◆ THE PROBLEM ◆
An identical copy of all records below is to be written out.

◆ GIVEN DATA ◆

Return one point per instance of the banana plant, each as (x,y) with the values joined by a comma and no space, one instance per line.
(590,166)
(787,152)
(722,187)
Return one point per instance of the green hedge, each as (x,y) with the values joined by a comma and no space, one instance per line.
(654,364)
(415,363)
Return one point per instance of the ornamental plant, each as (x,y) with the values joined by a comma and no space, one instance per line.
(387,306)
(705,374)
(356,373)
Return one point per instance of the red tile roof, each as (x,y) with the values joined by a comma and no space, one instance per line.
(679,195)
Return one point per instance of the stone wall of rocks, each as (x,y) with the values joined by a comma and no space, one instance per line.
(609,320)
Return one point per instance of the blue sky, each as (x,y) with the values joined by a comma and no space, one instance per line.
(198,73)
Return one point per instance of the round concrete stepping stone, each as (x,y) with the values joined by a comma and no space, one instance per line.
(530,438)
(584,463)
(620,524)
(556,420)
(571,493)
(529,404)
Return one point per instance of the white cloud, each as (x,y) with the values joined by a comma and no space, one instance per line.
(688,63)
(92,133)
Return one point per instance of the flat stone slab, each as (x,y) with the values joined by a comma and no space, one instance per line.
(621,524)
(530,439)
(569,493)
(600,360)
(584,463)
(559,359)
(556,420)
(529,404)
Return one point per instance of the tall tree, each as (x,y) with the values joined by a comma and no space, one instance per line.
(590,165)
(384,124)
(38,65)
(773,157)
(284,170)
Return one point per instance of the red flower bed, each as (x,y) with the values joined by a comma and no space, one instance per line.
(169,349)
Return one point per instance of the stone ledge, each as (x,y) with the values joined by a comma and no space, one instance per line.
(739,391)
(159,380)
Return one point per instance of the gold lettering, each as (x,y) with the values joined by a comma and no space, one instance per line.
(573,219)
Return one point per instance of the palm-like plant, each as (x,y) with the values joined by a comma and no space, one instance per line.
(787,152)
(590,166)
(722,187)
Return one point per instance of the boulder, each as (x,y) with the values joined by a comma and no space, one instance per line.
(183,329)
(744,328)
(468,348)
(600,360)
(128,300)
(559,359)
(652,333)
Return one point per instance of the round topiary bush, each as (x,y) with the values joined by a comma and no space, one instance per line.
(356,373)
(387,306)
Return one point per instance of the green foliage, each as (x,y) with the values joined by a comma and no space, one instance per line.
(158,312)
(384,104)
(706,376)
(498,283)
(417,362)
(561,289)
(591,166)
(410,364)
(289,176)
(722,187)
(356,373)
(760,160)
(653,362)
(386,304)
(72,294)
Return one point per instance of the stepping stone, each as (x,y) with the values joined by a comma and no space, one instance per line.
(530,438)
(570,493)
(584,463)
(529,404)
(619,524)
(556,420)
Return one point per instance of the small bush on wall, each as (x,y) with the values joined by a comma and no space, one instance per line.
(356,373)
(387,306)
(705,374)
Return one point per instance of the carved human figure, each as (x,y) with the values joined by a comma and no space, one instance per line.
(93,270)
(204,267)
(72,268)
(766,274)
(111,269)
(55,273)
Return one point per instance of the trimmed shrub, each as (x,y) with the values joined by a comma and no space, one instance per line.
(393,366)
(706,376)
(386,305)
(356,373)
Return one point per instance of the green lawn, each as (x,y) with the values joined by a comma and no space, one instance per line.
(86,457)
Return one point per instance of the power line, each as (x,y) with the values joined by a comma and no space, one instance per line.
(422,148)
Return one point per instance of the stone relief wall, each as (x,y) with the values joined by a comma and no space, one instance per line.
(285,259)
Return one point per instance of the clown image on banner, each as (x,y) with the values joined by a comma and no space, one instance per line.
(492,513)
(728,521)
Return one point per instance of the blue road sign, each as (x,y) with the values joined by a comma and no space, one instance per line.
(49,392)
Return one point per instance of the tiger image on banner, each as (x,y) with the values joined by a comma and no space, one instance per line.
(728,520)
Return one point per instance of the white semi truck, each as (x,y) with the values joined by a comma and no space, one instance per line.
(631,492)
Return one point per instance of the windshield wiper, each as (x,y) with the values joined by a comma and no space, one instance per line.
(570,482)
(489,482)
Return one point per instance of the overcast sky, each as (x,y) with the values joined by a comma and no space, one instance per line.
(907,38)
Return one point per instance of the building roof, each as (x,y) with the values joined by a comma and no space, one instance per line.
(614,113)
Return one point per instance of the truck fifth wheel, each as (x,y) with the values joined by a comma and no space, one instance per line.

◆ SOLUTION TO THIS TASK ◆
Return one point per instance of the banana plant, each as (x,y) with the values joined by a comma and no space, one instance per line.
(590,166)
(787,152)
(722,187)
Return one point per instance of the green hedge, each as (x,y) with the values joined by a comma and no space, one instance per line.
(654,364)
(415,363)
Return one point per instance of the ornamental plant, each as (x,y) with the values joined by a comma and no space, one instance per line.
(387,306)
(705,374)
(356,373)
Return one point per instance of the red tile roof, each as (x,y) with the values joined by a comma and no space, one instance per line.
(679,195)
Return one point per instance of the stone wall of rocks, each as (x,y) with the values joined by a comma and no space, one instance per line.
(609,320)
Return one point per instance of the blue sky, each as (x,y) with the values joined by a comma and no space, one instance per line.
(198,73)
Return one point per instance of the round concrete stepping stone, each as (x,y) with the values joined by a comma and no space, one instance per line.
(530,438)
(584,463)
(620,524)
(556,420)
(571,493)
(529,404)
Return one point per instance of the white cloud, each as (x,y) with the values joined by a comma and no space, one instance per line.
(688,63)
(92,133)
Return one point per instance of the flat stone slab, each as (x,y) with the values joined by a comma and no space, one instance per line.
(621,524)
(530,439)
(569,493)
(600,360)
(584,463)
(559,359)
(556,420)
(529,404)
Return one point per instance of the tall tree, each as (x,y) with the values joined by a comma and no space, one instance per line.
(590,165)
(384,124)
(38,65)
(773,157)
(284,170)
Return one point per instance of the red flower bed, each as (x,y) with the values joined by a comma and no space, one instance per line.
(169,349)
Return one point per instance of the stone ledge, each as (x,y) with the values joined by a comma and no space, one instance per line.
(739,391)
(159,380)
Return one point per instance of the gold lettering, each as (x,y) with the values joined by a comma and no space, one instance per line.
(573,219)
Return one point per instance of the palm-like plant, each as (x,y) with the values joined by a comma and no space, one instance per line.
(787,152)
(590,166)
(722,187)
Return one point per instance of the boulder, each as (x,y) with the values joined by a comma and no space, one instance per line.
(183,329)
(744,328)
(468,348)
(600,360)
(128,300)
(559,359)
(652,333)
Return one point per instance of the round topiary bush, each as (x,y) with the values joined by a comma and no space, one instance per line.
(356,373)
(387,306)
Return one point per instance of the green foliage, each as (x,y) with the values joined by a comma and no space, one instance per line.
(158,312)
(384,104)
(706,376)
(498,283)
(417,362)
(561,289)
(591,166)
(410,364)
(289,176)
(722,187)
(356,373)
(760,160)
(653,362)
(386,304)
(72,294)
Return one point per instance of the stepping stone, each as (x,y) with the values joined by a comma and no space, one instance per line.
(530,438)
(570,493)
(584,463)
(529,404)
(619,524)
(556,420)
Return one point per instance of the small bush on wall, each as (x,y) with the values joined by a comma and no space, one instance per line.
(356,373)
(387,306)
(705,374)
Return one point per instance of the carved human figure, each as (x,y) with the values joined by a comma and no space, one instance per line.
(93,270)
(204,267)
(72,268)
(766,274)
(111,269)
(55,273)
Return one point per instance of the trimmed shrub, each as (x,y) with the values joined by a comma and no space, one instance per line.
(393,366)
(706,376)
(386,305)
(356,373)
Return one point per instance of the green lawn, each as (x,y) with the values joined by a comma and no space, one instance per line.
(86,457)
Return one point per instance of the power line, each as (x,y) with the values joined by a comma and no space, one instance per line.
(422,148)
Return one point per instance of the stone relief wall, each as (x,y) with the values joined by a comma and no space, one instance per line.
(285,259)
Return one point per instance of the clown image on banner, each as (x,y) with the values joined by a comma and no space, one instance per line.
(492,513)
(728,521)
Return one point per instance of the blue road sign, each as (x,y) with the values joined by a comma and no space, one instance per line.
(49,392)
Return one point per instance of the tiger image on banner, each as (x,y) with the values joined by a comma and no space, one instance per line.
(728,520)
Return one point per instance of the white semi truck, each as (x,y) with the values joined by a comma and no space, one instance per line.
(631,492)
Return one point per instance of the windshield wiper, each as (x,y) with the values joined by a comma and no space, one instance per line.
(570,482)
(489,482)
Return one point per instance of the overcast sky, each as (x,y) with the values joined by a comma and no space, one instance per line.
(907,38)
Return one point per instance of the building roof, each as (x,y) with the values joined by a comma and no space, one instance per line.
(614,113)
Return one point per instance of the truck fifth wheel, each as (x,y) with the values joined by a comma and no space, one instance per line.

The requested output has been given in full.